From the items below, report every line that contains the word "white".
** Start of Extracted material **
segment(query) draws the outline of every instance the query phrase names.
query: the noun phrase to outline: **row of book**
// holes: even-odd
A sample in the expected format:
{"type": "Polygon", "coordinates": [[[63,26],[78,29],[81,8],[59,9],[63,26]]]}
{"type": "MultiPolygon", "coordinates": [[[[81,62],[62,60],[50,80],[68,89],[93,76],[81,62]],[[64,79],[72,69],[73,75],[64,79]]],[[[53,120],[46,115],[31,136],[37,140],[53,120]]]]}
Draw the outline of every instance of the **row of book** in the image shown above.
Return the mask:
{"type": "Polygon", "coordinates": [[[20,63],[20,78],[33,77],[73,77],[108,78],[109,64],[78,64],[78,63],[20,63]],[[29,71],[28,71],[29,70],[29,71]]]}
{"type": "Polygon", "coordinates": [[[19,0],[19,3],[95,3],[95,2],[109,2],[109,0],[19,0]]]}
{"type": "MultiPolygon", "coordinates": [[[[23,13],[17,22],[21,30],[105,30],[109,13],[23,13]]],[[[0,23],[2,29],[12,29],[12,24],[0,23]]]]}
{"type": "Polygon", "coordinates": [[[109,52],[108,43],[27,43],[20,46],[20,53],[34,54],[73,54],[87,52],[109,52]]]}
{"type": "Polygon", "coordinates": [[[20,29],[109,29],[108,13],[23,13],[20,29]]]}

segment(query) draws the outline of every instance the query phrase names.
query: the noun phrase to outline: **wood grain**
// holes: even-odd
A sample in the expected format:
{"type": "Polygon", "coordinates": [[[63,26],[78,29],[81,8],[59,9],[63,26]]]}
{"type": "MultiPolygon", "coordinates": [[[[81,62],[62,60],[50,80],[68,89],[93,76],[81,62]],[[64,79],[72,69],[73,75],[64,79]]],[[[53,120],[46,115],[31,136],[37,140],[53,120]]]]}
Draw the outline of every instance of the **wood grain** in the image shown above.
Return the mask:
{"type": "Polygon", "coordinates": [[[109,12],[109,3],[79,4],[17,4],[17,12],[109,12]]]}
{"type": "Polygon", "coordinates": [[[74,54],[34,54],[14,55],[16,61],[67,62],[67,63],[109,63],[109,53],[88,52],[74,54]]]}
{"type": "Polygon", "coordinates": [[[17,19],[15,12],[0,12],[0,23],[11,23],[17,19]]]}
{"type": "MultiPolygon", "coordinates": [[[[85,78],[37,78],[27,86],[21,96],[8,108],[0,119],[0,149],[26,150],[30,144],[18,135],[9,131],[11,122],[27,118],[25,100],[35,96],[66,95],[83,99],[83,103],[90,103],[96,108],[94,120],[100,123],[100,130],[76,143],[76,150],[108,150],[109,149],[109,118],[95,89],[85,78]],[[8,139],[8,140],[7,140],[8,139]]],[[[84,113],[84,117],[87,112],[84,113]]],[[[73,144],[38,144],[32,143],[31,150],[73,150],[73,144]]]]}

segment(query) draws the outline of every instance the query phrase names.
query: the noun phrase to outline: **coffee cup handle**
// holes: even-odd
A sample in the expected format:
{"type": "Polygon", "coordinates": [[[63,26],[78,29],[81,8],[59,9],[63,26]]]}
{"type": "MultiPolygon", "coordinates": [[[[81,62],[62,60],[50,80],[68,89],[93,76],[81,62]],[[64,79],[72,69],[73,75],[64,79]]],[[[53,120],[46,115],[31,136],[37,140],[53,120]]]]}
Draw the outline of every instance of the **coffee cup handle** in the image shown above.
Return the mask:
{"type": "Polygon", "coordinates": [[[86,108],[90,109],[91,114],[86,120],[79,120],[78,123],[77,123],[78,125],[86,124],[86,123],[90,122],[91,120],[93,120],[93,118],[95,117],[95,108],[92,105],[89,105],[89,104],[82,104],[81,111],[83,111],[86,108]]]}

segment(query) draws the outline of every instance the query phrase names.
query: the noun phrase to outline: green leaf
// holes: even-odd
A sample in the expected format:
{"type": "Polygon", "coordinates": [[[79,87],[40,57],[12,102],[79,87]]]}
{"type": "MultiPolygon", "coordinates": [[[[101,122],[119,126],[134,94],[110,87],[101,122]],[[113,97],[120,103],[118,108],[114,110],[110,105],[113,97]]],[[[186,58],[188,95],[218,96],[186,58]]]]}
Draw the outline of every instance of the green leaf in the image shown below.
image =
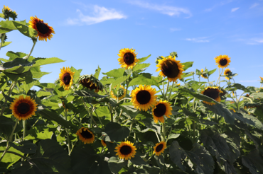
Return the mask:
{"type": "Polygon", "coordinates": [[[129,136],[129,130],[126,127],[122,127],[116,122],[107,124],[105,133],[109,137],[110,141],[121,141],[129,136]]]}

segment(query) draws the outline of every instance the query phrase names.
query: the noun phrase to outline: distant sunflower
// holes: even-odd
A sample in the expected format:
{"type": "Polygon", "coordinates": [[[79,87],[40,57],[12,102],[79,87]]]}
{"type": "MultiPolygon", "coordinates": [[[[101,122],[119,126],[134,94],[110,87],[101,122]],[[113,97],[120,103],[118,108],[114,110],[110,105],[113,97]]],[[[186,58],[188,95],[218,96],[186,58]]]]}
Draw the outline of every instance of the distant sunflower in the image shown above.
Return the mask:
{"type": "Polygon", "coordinates": [[[23,98],[23,95],[20,95],[18,98],[16,98],[14,100],[9,108],[16,118],[19,120],[26,120],[36,115],[37,106],[35,100],[31,98],[30,96],[23,98]]]}
{"type": "Polygon", "coordinates": [[[115,147],[116,155],[119,156],[121,159],[131,159],[134,158],[136,154],[136,150],[137,149],[133,143],[129,141],[121,142],[117,147],[115,147]]]}
{"type": "Polygon", "coordinates": [[[159,75],[163,77],[167,76],[169,81],[176,82],[178,79],[181,79],[181,75],[183,74],[183,66],[179,60],[176,60],[176,57],[173,58],[171,56],[168,56],[168,58],[164,58],[161,57],[162,59],[159,59],[157,66],[157,70],[159,71],[161,70],[159,75]]]}
{"type": "Polygon", "coordinates": [[[119,88],[117,90],[117,91],[116,91],[115,93],[113,90],[112,90],[110,91],[110,94],[112,95],[112,97],[113,98],[116,100],[121,100],[124,98],[126,95],[126,89],[122,86],[120,86],[119,88]]]}
{"type": "MultiPolygon", "coordinates": [[[[218,102],[221,101],[221,98],[220,98],[220,93],[222,93],[222,92],[221,90],[218,88],[218,87],[210,87],[210,86],[205,88],[205,90],[201,92],[202,94],[208,97],[210,97],[218,102]]],[[[203,101],[203,102],[210,105],[215,105],[215,103],[210,103],[210,102],[207,102],[207,101],[203,101]]]]}
{"type": "Polygon", "coordinates": [[[228,57],[227,55],[220,55],[216,57],[214,59],[218,68],[226,68],[230,65],[229,63],[231,62],[230,57],[228,57]]]}
{"type": "Polygon", "coordinates": [[[170,117],[169,115],[172,115],[172,108],[171,104],[166,100],[162,101],[161,100],[155,105],[152,110],[152,115],[154,115],[154,122],[157,123],[158,120],[161,122],[164,122],[163,115],[170,117]]]}
{"type": "Polygon", "coordinates": [[[70,67],[63,67],[60,69],[61,71],[59,74],[60,79],[60,86],[63,86],[65,90],[69,90],[73,83],[73,76],[75,72],[71,71],[70,67]]]}
{"type": "Polygon", "coordinates": [[[89,130],[88,128],[85,128],[83,127],[77,131],[76,134],[84,144],[92,144],[95,139],[95,137],[92,132],[89,130]]]}
{"type": "Polygon", "coordinates": [[[151,86],[139,85],[139,88],[132,91],[131,97],[132,105],[135,108],[139,110],[149,110],[151,106],[156,103],[156,91],[151,86]]]}
{"type": "MultiPolygon", "coordinates": [[[[224,75],[225,76],[227,76],[230,73],[231,73],[231,71],[230,71],[230,69],[225,69],[225,71],[224,71],[224,75]]],[[[227,80],[229,80],[229,77],[225,77],[225,79],[227,79],[227,80]]]]}
{"type": "Polygon", "coordinates": [[[45,40],[47,38],[50,40],[53,37],[52,33],[55,34],[54,29],[48,25],[47,23],[44,23],[42,19],[38,18],[38,17],[30,17],[29,21],[30,28],[35,29],[38,32],[36,37],[39,37],[39,40],[45,40]]]}
{"type": "Polygon", "coordinates": [[[155,146],[154,147],[154,151],[153,152],[153,154],[156,154],[156,156],[161,155],[161,153],[163,153],[164,149],[166,148],[166,142],[164,141],[162,141],[159,143],[157,143],[155,144],[155,146]]]}
{"type": "Polygon", "coordinates": [[[208,79],[208,75],[206,75],[206,74],[203,74],[203,69],[201,69],[201,73],[202,73],[201,77],[205,78],[205,79],[208,79]]]}
{"type": "Polygon", "coordinates": [[[119,64],[122,64],[121,67],[125,68],[126,69],[133,69],[136,65],[136,63],[139,62],[136,58],[137,53],[134,52],[135,50],[131,48],[124,48],[119,50],[118,56],[119,64]]]}

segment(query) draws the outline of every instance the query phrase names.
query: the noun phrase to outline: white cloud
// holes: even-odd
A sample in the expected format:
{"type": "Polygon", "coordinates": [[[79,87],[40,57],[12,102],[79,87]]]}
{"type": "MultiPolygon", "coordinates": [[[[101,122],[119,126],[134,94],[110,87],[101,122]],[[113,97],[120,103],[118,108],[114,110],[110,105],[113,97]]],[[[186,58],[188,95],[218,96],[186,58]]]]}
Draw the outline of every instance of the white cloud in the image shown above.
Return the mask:
{"type": "Polygon", "coordinates": [[[231,9],[231,12],[235,12],[235,11],[236,11],[237,10],[238,10],[239,8],[240,8],[239,7],[232,8],[232,9],[231,9]]]}
{"type": "Polygon", "coordinates": [[[80,10],[77,9],[79,14],[77,18],[68,18],[68,25],[92,25],[102,23],[108,20],[127,18],[127,16],[114,8],[106,8],[95,5],[92,7],[92,15],[84,15],[80,10]]]}
{"type": "Polygon", "coordinates": [[[189,10],[184,8],[177,7],[177,6],[166,6],[166,5],[160,5],[160,4],[149,4],[147,2],[143,2],[140,1],[130,1],[130,4],[139,6],[142,8],[148,8],[150,10],[157,11],[161,13],[168,15],[170,16],[179,16],[181,13],[184,13],[188,15],[186,18],[190,18],[192,16],[192,13],[189,10]]]}
{"type": "Polygon", "coordinates": [[[195,38],[186,38],[187,41],[192,41],[192,42],[209,42],[210,40],[207,39],[207,37],[195,37],[195,38]]]}
{"type": "Polygon", "coordinates": [[[250,7],[249,7],[249,9],[251,9],[251,8],[254,8],[254,7],[256,7],[256,6],[257,6],[258,5],[259,5],[259,4],[258,4],[258,3],[254,3],[250,7]]]}

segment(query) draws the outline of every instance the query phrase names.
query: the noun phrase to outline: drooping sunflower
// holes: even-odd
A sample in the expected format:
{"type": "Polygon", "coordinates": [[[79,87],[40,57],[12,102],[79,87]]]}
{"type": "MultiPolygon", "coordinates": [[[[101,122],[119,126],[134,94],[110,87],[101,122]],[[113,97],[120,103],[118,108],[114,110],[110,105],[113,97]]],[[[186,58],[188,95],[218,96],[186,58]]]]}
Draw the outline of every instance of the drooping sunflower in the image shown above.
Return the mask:
{"type": "Polygon", "coordinates": [[[94,91],[97,93],[100,91],[102,92],[103,85],[100,81],[95,77],[92,74],[90,75],[82,75],[80,77],[79,82],[83,86],[88,89],[94,91]]]}
{"type": "Polygon", "coordinates": [[[159,71],[161,70],[159,75],[163,77],[167,76],[168,80],[173,82],[176,82],[177,79],[181,79],[181,75],[183,74],[183,66],[179,60],[176,60],[176,57],[173,58],[171,56],[168,56],[168,58],[164,58],[161,57],[162,59],[158,60],[157,70],[159,71]]]}
{"type": "Polygon", "coordinates": [[[208,75],[206,74],[203,74],[203,69],[201,69],[201,73],[202,73],[201,77],[205,78],[205,79],[208,79],[208,75]]]}
{"type": "Polygon", "coordinates": [[[73,76],[75,72],[71,71],[70,67],[63,67],[60,69],[61,71],[59,74],[60,79],[60,86],[63,86],[65,90],[69,90],[73,83],[73,76]]]}
{"type": "Polygon", "coordinates": [[[218,68],[226,68],[230,65],[229,63],[231,62],[230,57],[228,57],[227,55],[220,55],[216,57],[214,59],[218,68]]]}
{"type": "MultiPolygon", "coordinates": [[[[225,75],[225,76],[227,76],[229,74],[230,74],[231,73],[231,71],[230,71],[230,69],[225,69],[225,71],[224,71],[224,75],[225,75]]],[[[227,80],[229,80],[229,77],[225,77],[225,79],[227,79],[227,80]]]]}
{"type": "Polygon", "coordinates": [[[154,150],[153,154],[155,153],[156,156],[159,156],[161,153],[163,153],[166,148],[166,142],[164,141],[161,141],[161,142],[155,144],[155,146],[154,147],[154,150]]]}
{"type": "Polygon", "coordinates": [[[30,28],[35,29],[38,32],[36,37],[38,37],[38,40],[45,40],[47,38],[50,40],[53,37],[52,33],[55,34],[54,29],[48,25],[47,23],[44,23],[43,19],[39,19],[38,17],[30,17],[29,21],[30,28]]]}
{"type": "MultiPolygon", "coordinates": [[[[218,102],[221,101],[220,93],[222,93],[222,91],[220,90],[218,87],[211,87],[211,86],[208,86],[205,88],[205,90],[201,92],[202,94],[208,97],[210,97],[218,102]]],[[[210,105],[215,105],[215,103],[210,103],[210,102],[207,102],[207,101],[203,101],[203,102],[210,105]]]]}
{"type": "Polygon", "coordinates": [[[115,88],[114,88],[113,90],[110,91],[110,94],[112,97],[116,100],[122,100],[124,98],[126,95],[126,89],[122,86],[119,86],[119,88],[116,91],[113,91],[115,88]]]}
{"type": "Polygon", "coordinates": [[[132,97],[132,105],[139,110],[146,111],[156,103],[156,89],[151,88],[151,86],[139,85],[139,88],[132,91],[130,96],[132,97]]]}
{"type": "Polygon", "coordinates": [[[19,120],[26,120],[36,115],[37,106],[35,100],[31,98],[30,96],[23,98],[23,95],[20,95],[18,98],[16,98],[14,100],[9,108],[16,118],[19,120]]]}
{"type": "Polygon", "coordinates": [[[136,58],[137,53],[134,52],[135,50],[131,48],[124,48],[119,50],[118,56],[119,64],[122,64],[121,67],[126,69],[132,69],[139,59],[136,58]]]}
{"type": "Polygon", "coordinates": [[[121,142],[117,147],[115,147],[116,155],[119,156],[121,159],[131,159],[134,158],[137,149],[134,144],[129,141],[121,142]]]}
{"type": "Polygon", "coordinates": [[[79,139],[84,143],[86,144],[92,144],[95,139],[92,132],[89,130],[88,128],[82,127],[77,131],[76,134],[78,136],[79,139]]]}
{"type": "Polygon", "coordinates": [[[166,100],[163,101],[161,100],[160,101],[157,102],[157,103],[155,105],[155,107],[152,110],[154,122],[157,123],[158,120],[160,120],[161,122],[163,123],[163,115],[169,118],[169,115],[172,115],[172,110],[173,109],[171,107],[171,104],[166,100]]]}

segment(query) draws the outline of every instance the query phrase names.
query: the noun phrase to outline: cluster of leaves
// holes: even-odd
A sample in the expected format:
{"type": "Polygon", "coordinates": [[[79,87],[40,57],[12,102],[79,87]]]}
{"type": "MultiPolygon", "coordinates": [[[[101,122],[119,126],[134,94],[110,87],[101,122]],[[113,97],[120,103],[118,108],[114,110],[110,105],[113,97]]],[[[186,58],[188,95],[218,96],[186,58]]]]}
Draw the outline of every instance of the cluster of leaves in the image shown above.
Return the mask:
{"type": "MultiPolygon", "coordinates": [[[[13,30],[36,43],[36,31],[26,21],[0,22],[1,35],[13,30]]],[[[176,52],[171,54],[177,57],[176,52]]],[[[0,58],[0,173],[263,173],[262,89],[228,81],[221,87],[227,94],[218,103],[200,94],[214,82],[195,81],[193,72],[183,73],[181,86],[145,72],[150,64],[143,62],[149,55],[139,59],[132,69],[102,73],[104,90],[98,93],[80,85],[81,69],[71,67],[73,86],[65,91],[58,81],[38,81],[48,74],[41,66],[63,60],[11,51],[6,56],[8,59],[0,58]],[[127,91],[120,100],[109,95],[119,84],[127,91]],[[129,90],[140,84],[154,86],[159,99],[172,103],[172,115],[164,124],[154,123],[151,110],[137,110],[129,102],[129,90]],[[34,86],[41,90],[32,90],[34,86]],[[237,96],[237,90],[243,93],[237,96]],[[235,96],[228,94],[232,92],[235,96]],[[21,95],[33,98],[38,110],[16,125],[9,106],[21,95]],[[94,143],[79,140],[76,132],[82,127],[95,135],[94,143]],[[167,149],[157,156],[154,146],[160,137],[167,149]],[[114,151],[124,140],[137,149],[129,160],[119,159],[114,151]]],[[[193,64],[183,63],[184,70],[193,64]]],[[[98,79],[100,71],[98,67],[94,74],[98,79]]],[[[209,76],[215,71],[204,73],[209,76]]],[[[200,77],[200,71],[196,72],[200,77]]]]}

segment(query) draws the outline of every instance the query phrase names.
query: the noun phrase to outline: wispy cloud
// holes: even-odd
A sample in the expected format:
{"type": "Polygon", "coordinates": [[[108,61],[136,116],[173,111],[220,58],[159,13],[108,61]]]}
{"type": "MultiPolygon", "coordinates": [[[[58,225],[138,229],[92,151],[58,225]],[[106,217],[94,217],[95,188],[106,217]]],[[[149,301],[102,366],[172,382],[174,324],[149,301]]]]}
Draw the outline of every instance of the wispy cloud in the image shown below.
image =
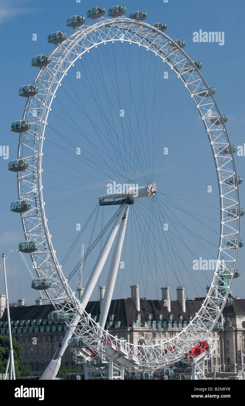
** End of Extracted material **
Completed task:
query: the noun phrase to outline: white cloud
Draw the outline of every instance of the white cloud in the image shown above.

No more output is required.